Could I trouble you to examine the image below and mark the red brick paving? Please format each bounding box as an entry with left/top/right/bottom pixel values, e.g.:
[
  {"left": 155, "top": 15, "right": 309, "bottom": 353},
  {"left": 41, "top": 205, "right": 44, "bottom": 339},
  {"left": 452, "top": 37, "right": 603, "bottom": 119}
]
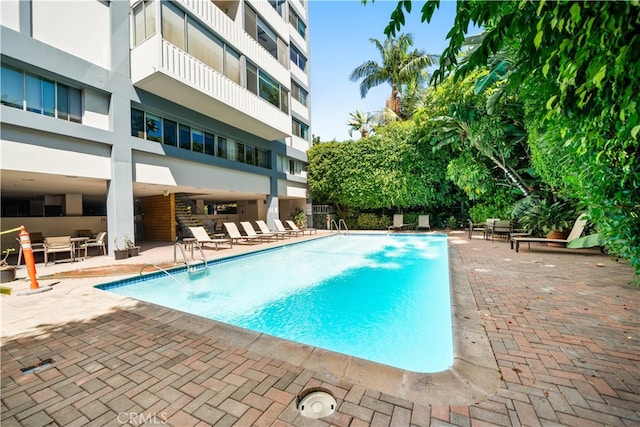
[{"left": 1, "top": 239, "right": 640, "bottom": 427}]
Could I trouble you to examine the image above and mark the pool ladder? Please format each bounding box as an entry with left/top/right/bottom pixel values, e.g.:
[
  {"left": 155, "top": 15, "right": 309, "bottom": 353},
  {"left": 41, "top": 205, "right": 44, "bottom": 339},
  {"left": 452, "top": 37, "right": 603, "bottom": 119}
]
[
  {"left": 329, "top": 218, "right": 349, "bottom": 234},
  {"left": 173, "top": 240, "right": 207, "bottom": 273}
]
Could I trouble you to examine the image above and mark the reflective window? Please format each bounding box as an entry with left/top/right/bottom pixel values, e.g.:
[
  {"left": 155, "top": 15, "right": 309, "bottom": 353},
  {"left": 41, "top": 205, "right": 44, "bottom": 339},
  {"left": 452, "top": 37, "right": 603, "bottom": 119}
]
[
  {"left": 191, "top": 129, "right": 204, "bottom": 153},
  {"left": 131, "top": 108, "right": 144, "bottom": 138},
  {"left": 179, "top": 124, "right": 191, "bottom": 150},
  {"left": 258, "top": 70, "right": 280, "bottom": 108},
  {"left": 27, "top": 74, "right": 42, "bottom": 114},
  {"left": 289, "top": 7, "right": 307, "bottom": 38},
  {"left": 162, "top": 3, "right": 186, "bottom": 51},
  {"left": 204, "top": 132, "right": 216, "bottom": 156},
  {"left": 289, "top": 45, "right": 307, "bottom": 71},
  {"left": 145, "top": 113, "right": 162, "bottom": 142},
  {"left": 218, "top": 136, "right": 227, "bottom": 159},
  {"left": 162, "top": 115, "right": 178, "bottom": 147},
  {"left": 0, "top": 65, "right": 24, "bottom": 109},
  {"left": 133, "top": 0, "right": 156, "bottom": 46}
]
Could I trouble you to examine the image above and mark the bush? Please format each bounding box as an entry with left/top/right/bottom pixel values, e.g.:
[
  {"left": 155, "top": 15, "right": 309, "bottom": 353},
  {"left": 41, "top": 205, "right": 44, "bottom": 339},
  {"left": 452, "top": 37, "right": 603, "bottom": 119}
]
[{"left": 356, "top": 213, "right": 391, "bottom": 230}]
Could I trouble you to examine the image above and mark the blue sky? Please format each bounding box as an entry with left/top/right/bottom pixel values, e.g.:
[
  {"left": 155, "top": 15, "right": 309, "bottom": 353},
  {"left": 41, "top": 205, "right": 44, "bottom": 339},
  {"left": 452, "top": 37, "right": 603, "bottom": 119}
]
[{"left": 308, "top": 0, "right": 456, "bottom": 142}]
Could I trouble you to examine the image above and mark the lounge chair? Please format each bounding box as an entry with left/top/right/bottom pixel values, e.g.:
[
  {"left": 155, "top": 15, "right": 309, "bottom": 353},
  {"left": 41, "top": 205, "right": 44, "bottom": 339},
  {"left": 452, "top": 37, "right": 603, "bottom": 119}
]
[
  {"left": 416, "top": 215, "right": 431, "bottom": 231},
  {"left": 511, "top": 214, "right": 587, "bottom": 252},
  {"left": 44, "top": 236, "right": 76, "bottom": 266},
  {"left": 389, "top": 214, "right": 409, "bottom": 231},
  {"left": 240, "top": 221, "right": 278, "bottom": 242},
  {"left": 80, "top": 231, "right": 107, "bottom": 255},
  {"left": 490, "top": 219, "right": 512, "bottom": 242},
  {"left": 189, "top": 227, "right": 233, "bottom": 251},
  {"left": 273, "top": 219, "right": 304, "bottom": 236},
  {"left": 222, "top": 222, "right": 261, "bottom": 245},
  {"left": 256, "top": 219, "right": 289, "bottom": 239},
  {"left": 286, "top": 219, "right": 318, "bottom": 235}
]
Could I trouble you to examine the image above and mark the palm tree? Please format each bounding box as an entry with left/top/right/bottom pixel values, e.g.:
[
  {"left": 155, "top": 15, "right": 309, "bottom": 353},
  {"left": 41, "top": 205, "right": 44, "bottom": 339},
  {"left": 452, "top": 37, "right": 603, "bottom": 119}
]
[
  {"left": 347, "top": 110, "right": 372, "bottom": 138},
  {"left": 349, "top": 34, "right": 437, "bottom": 117}
]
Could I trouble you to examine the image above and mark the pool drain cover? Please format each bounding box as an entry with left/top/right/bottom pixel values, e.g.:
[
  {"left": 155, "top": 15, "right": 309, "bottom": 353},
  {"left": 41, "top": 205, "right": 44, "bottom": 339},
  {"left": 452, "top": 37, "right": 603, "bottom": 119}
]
[{"left": 298, "top": 391, "right": 336, "bottom": 419}]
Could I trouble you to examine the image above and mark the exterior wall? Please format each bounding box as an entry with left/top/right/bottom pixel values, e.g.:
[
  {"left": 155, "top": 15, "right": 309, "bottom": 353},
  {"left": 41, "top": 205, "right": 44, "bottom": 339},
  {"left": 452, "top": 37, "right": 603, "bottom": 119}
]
[
  {"left": 0, "top": 0, "right": 310, "bottom": 251},
  {"left": 141, "top": 194, "right": 176, "bottom": 242}
]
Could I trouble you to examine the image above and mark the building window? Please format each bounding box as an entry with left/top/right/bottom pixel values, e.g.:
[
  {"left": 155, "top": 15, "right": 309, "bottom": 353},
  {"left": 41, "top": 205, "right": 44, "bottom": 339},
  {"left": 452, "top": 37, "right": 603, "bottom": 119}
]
[
  {"left": 258, "top": 70, "right": 280, "bottom": 108},
  {"left": 291, "top": 80, "right": 309, "bottom": 108},
  {"left": 204, "top": 132, "right": 216, "bottom": 156},
  {"left": 178, "top": 124, "right": 191, "bottom": 150},
  {"left": 191, "top": 129, "right": 204, "bottom": 153},
  {"left": 162, "top": 3, "right": 187, "bottom": 52},
  {"left": 218, "top": 136, "right": 227, "bottom": 159},
  {"left": 133, "top": 0, "right": 156, "bottom": 46},
  {"left": 289, "top": 6, "right": 307, "bottom": 39},
  {"left": 244, "top": 3, "right": 286, "bottom": 62},
  {"left": 131, "top": 107, "right": 269, "bottom": 169},
  {"left": 131, "top": 108, "right": 145, "bottom": 138},
  {"left": 162, "top": 119, "right": 178, "bottom": 147},
  {"left": 0, "top": 66, "right": 83, "bottom": 123},
  {"left": 289, "top": 45, "right": 307, "bottom": 72},
  {"left": 291, "top": 119, "right": 309, "bottom": 140},
  {"left": 145, "top": 113, "right": 162, "bottom": 142},
  {"left": 269, "top": 0, "right": 285, "bottom": 16}
]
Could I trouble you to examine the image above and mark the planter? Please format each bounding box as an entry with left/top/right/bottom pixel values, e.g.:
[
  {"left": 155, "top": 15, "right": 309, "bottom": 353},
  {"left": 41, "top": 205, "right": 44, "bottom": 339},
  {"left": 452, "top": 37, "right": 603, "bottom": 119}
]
[
  {"left": 547, "top": 230, "right": 569, "bottom": 248},
  {"left": 0, "top": 266, "right": 16, "bottom": 283},
  {"left": 128, "top": 246, "right": 140, "bottom": 257},
  {"left": 113, "top": 249, "right": 129, "bottom": 259}
]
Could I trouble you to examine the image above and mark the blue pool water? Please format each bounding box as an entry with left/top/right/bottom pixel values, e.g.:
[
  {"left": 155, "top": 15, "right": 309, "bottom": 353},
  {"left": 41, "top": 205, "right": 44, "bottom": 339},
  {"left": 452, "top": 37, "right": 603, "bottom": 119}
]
[{"left": 99, "top": 234, "right": 453, "bottom": 372}]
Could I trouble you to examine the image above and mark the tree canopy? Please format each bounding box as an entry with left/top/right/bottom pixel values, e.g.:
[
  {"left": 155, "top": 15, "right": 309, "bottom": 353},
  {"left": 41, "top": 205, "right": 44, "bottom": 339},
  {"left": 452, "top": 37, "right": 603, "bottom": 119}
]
[{"left": 376, "top": 0, "right": 640, "bottom": 282}]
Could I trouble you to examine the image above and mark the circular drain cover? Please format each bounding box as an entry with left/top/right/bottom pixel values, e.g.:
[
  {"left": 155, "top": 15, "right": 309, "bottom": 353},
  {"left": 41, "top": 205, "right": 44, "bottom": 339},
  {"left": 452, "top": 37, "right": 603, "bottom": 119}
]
[{"left": 298, "top": 391, "right": 336, "bottom": 419}]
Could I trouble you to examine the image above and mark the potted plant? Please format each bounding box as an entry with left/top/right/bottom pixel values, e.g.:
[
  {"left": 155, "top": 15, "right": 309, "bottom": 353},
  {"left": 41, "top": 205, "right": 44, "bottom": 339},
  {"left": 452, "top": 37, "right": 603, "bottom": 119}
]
[
  {"left": 113, "top": 237, "right": 129, "bottom": 259},
  {"left": 0, "top": 248, "right": 16, "bottom": 283},
  {"left": 124, "top": 236, "right": 140, "bottom": 257},
  {"left": 518, "top": 198, "right": 577, "bottom": 246},
  {"left": 291, "top": 208, "right": 307, "bottom": 228}
]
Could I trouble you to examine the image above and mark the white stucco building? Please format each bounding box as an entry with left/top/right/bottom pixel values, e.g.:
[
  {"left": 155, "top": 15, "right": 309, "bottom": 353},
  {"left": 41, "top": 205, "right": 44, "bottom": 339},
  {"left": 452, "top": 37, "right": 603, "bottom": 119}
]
[{"left": 0, "top": 0, "right": 311, "bottom": 254}]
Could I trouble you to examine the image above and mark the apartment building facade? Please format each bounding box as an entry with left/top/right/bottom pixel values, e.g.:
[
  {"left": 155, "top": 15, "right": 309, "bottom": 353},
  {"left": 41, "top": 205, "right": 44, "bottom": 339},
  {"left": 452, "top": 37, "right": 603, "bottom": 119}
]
[{"left": 0, "top": 0, "right": 311, "bottom": 251}]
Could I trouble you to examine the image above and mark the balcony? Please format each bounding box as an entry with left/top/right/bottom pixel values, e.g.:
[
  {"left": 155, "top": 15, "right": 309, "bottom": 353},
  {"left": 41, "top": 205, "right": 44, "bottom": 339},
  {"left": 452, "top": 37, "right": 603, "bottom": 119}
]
[{"left": 131, "top": 34, "right": 291, "bottom": 141}]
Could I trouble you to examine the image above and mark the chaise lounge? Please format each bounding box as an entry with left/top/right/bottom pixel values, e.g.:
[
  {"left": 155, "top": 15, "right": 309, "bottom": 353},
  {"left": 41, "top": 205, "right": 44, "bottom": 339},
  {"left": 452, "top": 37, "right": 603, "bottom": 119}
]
[
  {"left": 511, "top": 214, "right": 587, "bottom": 252},
  {"left": 189, "top": 227, "right": 233, "bottom": 251}
]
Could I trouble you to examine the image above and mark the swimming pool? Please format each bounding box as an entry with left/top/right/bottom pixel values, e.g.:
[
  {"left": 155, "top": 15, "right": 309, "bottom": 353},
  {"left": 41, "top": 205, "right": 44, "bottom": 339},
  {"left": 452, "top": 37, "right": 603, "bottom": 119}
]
[{"left": 99, "top": 234, "right": 453, "bottom": 373}]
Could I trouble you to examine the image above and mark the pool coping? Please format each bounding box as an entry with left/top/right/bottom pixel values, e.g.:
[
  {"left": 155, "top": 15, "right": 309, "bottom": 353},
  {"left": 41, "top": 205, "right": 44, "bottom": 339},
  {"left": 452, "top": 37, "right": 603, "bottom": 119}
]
[{"left": 96, "top": 236, "right": 501, "bottom": 405}]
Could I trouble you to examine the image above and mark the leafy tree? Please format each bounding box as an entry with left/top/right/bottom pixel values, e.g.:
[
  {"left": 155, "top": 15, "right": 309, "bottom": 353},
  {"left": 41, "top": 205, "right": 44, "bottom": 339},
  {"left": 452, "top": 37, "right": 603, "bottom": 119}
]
[
  {"left": 378, "top": 0, "right": 640, "bottom": 284},
  {"left": 350, "top": 34, "right": 436, "bottom": 117},
  {"left": 347, "top": 110, "right": 372, "bottom": 138}
]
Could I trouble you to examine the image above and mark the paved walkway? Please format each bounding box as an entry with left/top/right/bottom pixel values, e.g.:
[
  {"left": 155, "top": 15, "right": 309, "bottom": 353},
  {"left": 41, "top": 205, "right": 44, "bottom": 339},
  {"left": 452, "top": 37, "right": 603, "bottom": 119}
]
[{"left": 1, "top": 233, "right": 640, "bottom": 427}]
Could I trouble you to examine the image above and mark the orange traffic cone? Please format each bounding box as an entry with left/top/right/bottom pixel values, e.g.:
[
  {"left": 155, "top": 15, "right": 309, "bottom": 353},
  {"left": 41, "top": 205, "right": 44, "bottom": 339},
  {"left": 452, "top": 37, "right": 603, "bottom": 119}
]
[{"left": 20, "top": 225, "right": 39, "bottom": 289}]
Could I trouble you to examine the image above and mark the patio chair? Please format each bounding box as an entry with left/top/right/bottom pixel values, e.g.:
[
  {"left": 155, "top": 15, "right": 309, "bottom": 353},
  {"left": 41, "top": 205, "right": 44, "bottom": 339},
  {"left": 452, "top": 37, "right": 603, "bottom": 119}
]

——

Find the line that contains "mark the paved" in the listing above. Retype it and every line after it up to the last, exactly, and nothing else.

SOLUTION TO THE PROBLEM:
Could I trouble you to examine the image above and mark the paved walkway? Please format each bounding box as an entry with left/top/right/bottom pixel values, e.g.:
[
  {"left": 155, "top": 15, "right": 309, "bottom": 353},
  {"left": 41, "top": 205, "right": 44, "bottom": 339},
  {"left": 452, "top": 37, "right": 603, "bottom": 119}
]
[{"left": 1, "top": 233, "right": 640, "bottom": 427}]
Could I trouble you to examine the image above and mark the orange traffic cone? Please format each bounding box as an entry with left/top/right/bottom pixel values, e.g.:
[
  {"left": 155, "top": 15, "right": 309, "bottom": 353},
  {"left": 41, "top": 205, "right": 44, "bottom": 339},
  {"left": 452, "top": 37, "right": 603, "bottom": 119}
]
[{"left": 20, "top": 225, "right": 39, "bottom": 289}]
Could I trouble you to examine the image above and mark the patio chair? Please format each bounding box as an entry with left/top/right/bottom pixel values, e.g.:
[
  {"left": 155, "top": 15, "right": 309, "bottom": 353},
  {"left": 41, "top": 205, "right": 44, "bottom": 339},
  {"left": 452, "top": 37, "right": 603, "bottom": 119}
]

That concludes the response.